• Data for processing:
........
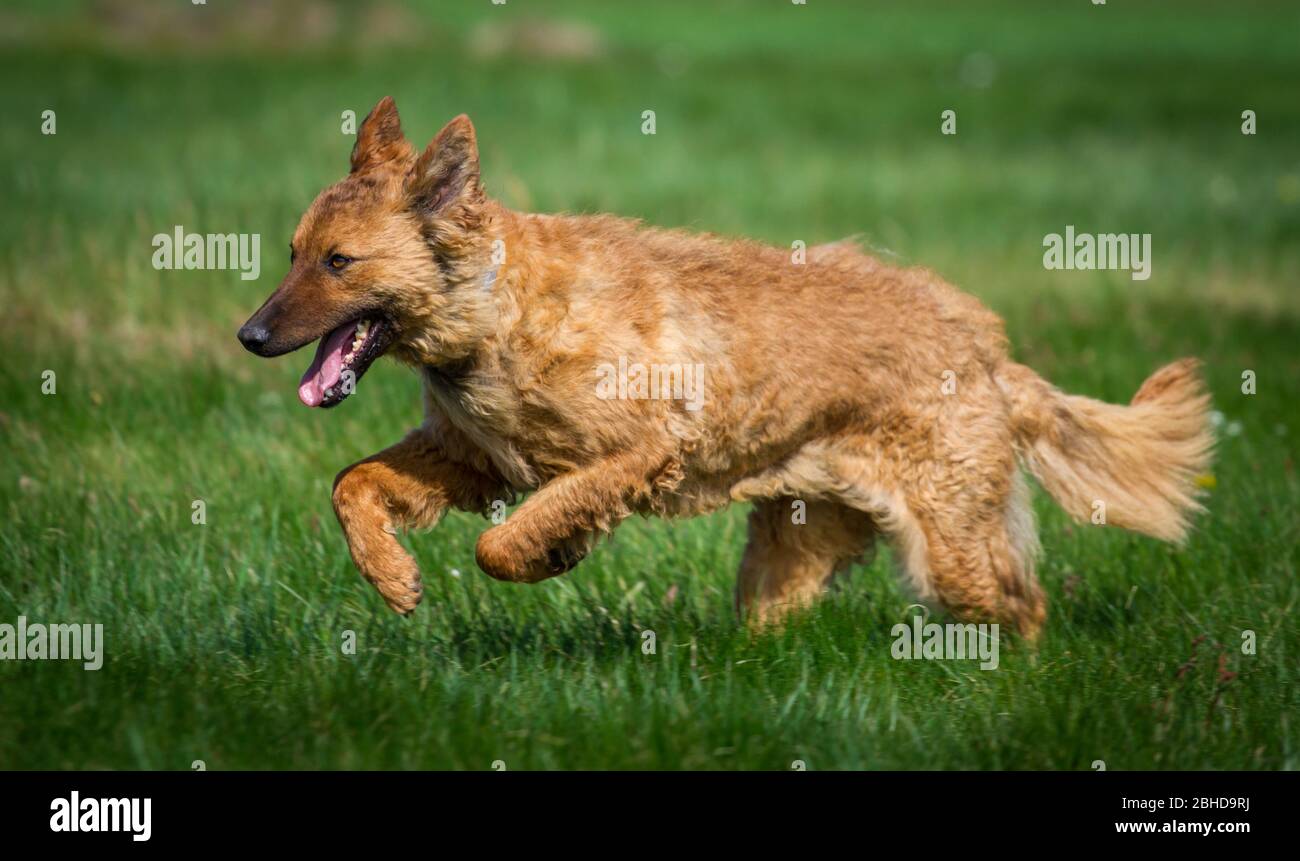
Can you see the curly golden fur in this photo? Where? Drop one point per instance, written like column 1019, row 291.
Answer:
........
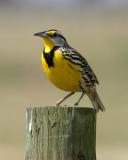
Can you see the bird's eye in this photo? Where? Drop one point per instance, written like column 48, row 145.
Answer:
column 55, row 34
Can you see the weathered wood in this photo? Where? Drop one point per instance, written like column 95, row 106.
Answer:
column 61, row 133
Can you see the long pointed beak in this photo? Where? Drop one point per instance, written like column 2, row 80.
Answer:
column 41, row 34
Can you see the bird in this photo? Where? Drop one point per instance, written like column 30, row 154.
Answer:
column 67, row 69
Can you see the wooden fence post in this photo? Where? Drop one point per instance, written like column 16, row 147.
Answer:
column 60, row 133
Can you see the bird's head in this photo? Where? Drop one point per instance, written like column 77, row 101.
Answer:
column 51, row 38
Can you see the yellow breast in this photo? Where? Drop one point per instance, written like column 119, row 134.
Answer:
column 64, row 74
........
• Assignment:
Those lines of the records that contain the string "bird" should be identified and copied.

• Solution for this task:
Can you see the bird's eye in this photo? Where? Drop one point per instance, written like column 48, row 145.
Can you see the bird in this photo? Where? Drop one point per instance, written like column 30, row 154.
Can you see the bird's head in this photo? Where? Drop one point per instance, written like column 77, row 101.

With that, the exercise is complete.